Exercise details - Gather every line of the listing below that contains the string "ball".

(Records from a collection)
————

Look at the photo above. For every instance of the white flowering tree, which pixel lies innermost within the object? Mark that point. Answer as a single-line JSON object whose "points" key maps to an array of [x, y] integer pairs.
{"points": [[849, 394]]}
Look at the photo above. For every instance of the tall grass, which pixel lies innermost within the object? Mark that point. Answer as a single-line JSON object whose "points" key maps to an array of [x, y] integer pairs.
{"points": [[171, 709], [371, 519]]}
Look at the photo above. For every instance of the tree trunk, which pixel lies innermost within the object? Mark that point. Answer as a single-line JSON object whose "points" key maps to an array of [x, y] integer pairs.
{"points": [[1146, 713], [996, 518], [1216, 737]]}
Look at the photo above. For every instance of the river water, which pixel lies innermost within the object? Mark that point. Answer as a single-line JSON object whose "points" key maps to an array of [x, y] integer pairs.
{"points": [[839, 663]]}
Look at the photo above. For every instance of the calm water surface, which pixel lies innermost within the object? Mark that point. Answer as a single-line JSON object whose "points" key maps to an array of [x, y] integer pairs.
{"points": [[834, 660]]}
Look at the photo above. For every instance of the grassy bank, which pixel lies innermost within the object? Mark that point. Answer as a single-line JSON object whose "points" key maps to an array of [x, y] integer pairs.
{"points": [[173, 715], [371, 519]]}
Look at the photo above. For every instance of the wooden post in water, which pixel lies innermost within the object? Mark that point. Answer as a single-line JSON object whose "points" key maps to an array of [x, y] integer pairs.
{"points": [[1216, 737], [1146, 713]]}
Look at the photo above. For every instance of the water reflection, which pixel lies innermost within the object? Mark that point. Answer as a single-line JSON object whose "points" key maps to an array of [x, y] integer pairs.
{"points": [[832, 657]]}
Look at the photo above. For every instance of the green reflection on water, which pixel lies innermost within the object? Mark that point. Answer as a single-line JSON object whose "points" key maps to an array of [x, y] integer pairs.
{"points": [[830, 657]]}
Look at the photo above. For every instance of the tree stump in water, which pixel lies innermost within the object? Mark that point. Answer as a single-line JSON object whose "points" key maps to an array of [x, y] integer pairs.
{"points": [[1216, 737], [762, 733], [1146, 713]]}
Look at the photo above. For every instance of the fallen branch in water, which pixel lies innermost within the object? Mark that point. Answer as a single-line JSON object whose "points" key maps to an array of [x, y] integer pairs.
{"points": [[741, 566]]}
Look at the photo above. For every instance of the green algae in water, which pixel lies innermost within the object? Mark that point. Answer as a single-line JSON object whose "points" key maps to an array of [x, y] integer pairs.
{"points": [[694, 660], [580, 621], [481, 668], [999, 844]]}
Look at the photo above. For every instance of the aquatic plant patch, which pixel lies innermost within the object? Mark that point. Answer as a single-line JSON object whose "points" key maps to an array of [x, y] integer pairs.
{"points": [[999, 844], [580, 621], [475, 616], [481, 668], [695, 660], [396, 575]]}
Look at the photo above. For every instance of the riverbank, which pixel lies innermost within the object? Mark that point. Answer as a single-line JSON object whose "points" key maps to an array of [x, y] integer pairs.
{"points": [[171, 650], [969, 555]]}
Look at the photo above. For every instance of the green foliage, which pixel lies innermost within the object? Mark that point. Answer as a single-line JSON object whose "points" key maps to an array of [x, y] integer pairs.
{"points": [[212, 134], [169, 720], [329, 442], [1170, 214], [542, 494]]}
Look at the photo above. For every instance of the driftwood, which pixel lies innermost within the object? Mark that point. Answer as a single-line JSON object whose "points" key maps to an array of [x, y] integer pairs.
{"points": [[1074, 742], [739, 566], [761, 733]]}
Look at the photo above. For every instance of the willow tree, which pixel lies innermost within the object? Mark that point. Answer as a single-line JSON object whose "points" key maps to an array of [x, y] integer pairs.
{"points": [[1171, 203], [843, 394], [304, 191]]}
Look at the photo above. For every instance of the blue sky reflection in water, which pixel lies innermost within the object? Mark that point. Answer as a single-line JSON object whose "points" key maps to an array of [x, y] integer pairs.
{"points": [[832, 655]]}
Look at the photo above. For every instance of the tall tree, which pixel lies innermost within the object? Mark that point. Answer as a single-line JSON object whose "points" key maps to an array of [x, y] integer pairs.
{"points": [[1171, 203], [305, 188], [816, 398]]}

————

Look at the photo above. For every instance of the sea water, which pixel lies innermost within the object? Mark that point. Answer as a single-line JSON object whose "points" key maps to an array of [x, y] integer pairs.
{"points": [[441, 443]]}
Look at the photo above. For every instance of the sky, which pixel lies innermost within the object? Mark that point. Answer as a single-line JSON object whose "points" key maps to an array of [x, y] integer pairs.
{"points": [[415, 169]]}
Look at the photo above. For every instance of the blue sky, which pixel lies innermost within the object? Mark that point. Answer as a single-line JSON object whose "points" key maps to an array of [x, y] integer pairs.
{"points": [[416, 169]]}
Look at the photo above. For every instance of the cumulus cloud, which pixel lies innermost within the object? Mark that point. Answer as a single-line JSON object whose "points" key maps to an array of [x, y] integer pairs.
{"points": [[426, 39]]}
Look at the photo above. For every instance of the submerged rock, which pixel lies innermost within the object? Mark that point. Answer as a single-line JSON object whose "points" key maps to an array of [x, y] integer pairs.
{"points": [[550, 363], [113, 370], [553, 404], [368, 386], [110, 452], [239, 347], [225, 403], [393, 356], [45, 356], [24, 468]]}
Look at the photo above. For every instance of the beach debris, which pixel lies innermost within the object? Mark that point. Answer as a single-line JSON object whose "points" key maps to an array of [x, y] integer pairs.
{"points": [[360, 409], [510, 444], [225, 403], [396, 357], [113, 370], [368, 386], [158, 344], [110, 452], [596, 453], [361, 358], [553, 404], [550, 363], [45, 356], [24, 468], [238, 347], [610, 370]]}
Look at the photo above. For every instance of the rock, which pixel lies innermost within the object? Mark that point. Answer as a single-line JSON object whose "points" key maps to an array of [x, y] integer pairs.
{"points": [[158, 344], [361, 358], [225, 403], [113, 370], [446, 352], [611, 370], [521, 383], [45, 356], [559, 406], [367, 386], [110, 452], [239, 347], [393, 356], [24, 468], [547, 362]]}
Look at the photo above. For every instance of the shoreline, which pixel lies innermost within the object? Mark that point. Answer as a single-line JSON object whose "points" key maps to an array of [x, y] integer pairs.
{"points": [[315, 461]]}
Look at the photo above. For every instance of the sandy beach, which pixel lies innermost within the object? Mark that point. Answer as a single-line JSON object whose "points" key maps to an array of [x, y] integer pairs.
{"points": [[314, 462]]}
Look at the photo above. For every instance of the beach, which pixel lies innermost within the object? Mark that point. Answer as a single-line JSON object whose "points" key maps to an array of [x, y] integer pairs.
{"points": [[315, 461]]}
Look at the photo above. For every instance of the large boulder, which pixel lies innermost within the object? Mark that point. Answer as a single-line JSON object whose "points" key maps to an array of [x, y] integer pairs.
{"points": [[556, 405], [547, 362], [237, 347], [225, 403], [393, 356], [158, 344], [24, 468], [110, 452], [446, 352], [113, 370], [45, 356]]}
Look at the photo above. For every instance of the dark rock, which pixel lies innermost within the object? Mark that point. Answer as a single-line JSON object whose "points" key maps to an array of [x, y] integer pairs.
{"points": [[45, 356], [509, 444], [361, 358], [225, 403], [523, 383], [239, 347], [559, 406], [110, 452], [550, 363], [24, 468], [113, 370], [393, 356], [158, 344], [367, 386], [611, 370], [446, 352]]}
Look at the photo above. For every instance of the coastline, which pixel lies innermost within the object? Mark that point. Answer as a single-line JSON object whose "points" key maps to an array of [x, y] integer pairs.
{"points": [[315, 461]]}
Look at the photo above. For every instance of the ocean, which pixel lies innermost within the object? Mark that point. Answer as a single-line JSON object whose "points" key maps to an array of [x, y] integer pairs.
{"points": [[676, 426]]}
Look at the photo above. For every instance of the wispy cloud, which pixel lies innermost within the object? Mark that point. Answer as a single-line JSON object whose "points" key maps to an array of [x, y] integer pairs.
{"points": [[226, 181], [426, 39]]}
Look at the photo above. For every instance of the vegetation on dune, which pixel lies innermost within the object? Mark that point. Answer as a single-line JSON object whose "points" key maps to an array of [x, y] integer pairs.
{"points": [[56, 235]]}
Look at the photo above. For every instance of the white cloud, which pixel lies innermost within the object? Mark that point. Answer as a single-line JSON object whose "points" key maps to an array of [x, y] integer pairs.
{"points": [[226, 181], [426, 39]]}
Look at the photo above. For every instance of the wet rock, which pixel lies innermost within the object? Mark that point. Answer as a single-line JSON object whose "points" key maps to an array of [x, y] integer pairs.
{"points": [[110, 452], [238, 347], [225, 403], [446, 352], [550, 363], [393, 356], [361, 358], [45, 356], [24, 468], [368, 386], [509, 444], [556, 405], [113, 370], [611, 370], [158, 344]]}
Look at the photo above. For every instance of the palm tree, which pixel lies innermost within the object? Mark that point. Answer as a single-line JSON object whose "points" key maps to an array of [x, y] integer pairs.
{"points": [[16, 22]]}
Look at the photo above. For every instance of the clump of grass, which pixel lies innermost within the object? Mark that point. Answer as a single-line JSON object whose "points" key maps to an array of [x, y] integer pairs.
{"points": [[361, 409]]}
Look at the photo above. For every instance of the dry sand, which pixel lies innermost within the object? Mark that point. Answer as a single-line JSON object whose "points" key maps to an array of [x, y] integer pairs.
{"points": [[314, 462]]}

————

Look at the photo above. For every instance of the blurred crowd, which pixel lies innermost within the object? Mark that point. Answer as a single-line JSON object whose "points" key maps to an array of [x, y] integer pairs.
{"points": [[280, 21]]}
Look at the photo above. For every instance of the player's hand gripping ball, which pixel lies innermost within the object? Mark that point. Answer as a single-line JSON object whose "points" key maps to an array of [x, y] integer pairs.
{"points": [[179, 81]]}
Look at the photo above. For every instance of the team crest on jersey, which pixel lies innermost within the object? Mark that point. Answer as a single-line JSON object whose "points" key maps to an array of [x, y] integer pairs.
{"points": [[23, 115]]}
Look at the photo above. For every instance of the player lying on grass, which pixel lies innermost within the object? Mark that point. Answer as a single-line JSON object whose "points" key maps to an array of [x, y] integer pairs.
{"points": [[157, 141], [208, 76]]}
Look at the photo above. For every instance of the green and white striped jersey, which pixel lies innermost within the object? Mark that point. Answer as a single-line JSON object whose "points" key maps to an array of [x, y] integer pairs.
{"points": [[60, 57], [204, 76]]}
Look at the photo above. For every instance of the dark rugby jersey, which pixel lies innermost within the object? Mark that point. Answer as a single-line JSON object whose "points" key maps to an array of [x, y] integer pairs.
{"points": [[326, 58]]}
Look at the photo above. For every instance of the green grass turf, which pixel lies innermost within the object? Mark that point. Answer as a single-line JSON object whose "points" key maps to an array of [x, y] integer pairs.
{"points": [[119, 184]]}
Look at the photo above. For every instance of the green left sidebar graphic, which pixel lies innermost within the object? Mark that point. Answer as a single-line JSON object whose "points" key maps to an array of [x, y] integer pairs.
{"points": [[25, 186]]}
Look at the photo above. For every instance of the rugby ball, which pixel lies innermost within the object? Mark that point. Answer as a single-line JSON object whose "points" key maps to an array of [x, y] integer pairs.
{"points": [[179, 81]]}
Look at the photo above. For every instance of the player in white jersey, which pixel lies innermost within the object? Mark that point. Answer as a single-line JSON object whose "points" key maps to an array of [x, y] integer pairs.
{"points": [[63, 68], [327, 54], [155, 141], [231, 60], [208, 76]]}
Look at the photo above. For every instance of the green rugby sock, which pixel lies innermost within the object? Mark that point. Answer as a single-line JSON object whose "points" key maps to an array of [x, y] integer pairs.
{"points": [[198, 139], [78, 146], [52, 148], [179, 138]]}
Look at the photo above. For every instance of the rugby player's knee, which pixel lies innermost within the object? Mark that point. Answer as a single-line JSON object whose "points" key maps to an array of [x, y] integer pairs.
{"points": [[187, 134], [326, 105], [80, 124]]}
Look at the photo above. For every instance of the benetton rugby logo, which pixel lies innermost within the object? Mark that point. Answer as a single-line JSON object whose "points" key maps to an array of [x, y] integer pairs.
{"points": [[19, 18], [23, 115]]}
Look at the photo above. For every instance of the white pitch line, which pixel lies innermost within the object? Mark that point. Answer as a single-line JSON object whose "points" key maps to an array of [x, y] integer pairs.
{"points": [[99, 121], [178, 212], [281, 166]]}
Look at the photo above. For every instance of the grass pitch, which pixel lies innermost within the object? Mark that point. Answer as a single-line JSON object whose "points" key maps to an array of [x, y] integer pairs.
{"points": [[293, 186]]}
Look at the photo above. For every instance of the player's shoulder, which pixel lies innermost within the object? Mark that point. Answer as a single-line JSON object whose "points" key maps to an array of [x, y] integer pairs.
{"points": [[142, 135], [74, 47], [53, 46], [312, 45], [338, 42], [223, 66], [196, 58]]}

————

Answer below -
Look at the photo above. For every instance of the player's hand gripping ball, which pixel lies innermost within the object? Mark that point. Answer as a single-line JSON object whose "points" key maps to an array of [x, y] integer pairs.
Look at the photo above. For every instance of the rugby ball, which pixel lies innermost within the object? Mark that point. Answer as a single-line JSON object whose "points" key maps to an array of [x, y] integer pairs.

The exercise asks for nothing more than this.